Convert every one of the rows below into a two-column CSV with the columns "prompt" and "response", one CSV line per row. Put the row's text in "prompt" and its answer in "response", each as a single quoted field with line breaks replaced by spaces, and leave out the pictures.

-- START OF Data rows --

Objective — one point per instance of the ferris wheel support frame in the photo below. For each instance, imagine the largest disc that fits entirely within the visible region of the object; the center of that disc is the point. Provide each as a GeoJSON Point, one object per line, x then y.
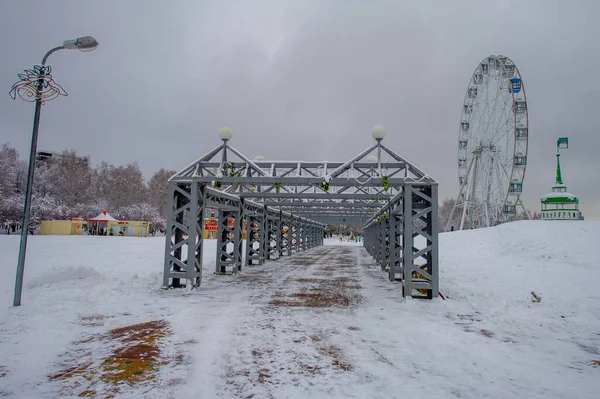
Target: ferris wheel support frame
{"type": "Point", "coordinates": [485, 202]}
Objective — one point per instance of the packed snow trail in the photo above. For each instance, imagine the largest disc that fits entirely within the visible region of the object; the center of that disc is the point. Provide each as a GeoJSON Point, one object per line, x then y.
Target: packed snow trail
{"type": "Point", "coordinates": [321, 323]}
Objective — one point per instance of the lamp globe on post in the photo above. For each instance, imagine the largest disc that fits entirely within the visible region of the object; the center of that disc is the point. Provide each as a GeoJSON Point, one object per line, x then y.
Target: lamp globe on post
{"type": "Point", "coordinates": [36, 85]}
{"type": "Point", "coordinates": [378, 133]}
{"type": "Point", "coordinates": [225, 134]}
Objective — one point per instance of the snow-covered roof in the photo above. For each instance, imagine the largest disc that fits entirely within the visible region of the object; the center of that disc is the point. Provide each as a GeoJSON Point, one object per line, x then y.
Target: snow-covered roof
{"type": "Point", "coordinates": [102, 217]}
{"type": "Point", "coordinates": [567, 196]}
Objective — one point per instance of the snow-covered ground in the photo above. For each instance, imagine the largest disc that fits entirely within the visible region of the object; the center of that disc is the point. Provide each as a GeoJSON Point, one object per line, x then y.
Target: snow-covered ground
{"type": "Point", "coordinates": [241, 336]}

-- END OF Data rows --

Problem solution:
prompt,response
"Objective — one point per instance of the ferris wheel support frame in the photo below. For each instance, imagine the largest disc that fits entirely within the visible region of the object; the center of that disc is the point. Provide each as a GeoJSON Point, one object per line, x then y. Target: ferris wheel support frame","{""type"": ""Point"", ""coordinates"": [485, 202]}"
"Objective — one point per instance of the packed snow trail in the photo above. For each instance, imagine the largest disc that fits entirely within the visible region of the object; the center of that disc is the point. Provide each as a GeoJSON Point, one object per line, x then y. Target: packed snow trail","{""type"": ""Point"", ""coordinates"": [321, 323]}"
"Objective — one point per instance of the lamp globe on post in the photo above. For each instance, imagine the largest disc that fits entirely within the visible region of the object; the center of that disc is the point. Provide each as a GeoJSON Point, one object per line, x then y. Target: lamp globe on post","{""type"": ""Point"", ""coordinates"": [36, 85]} {""type"": ""Point"", ""coordinates"": [378, 133]} {""type"": ""Point"", ""coordinates"": [225, 134]}"
"Objective — one point per instance of the snow-covered roof in the photo above. For each instance, imagine the largest disc that fits entirely within the visible region of the object; the center of that disc is the point. Provide each as a GeoJSON Point, one object per line, x then y. Target: snow-covered roof","{""type"": ""Point"", ""coordinates"": [102, 217]} {""type"": ""Point"", ""coordinates"": [567, 196]}"
"Objective — one point per instance of the snow-covered ground in the photo above. For each instance, imagine the largest disc that fits entirely within the visible region of the object; the center of that disc is the point. Provide each as a GeoJSON Point, one object per line, x then y. Target: snow-covered ground","{""type"": ""Point"", ""coordinates"": [241, 336]}"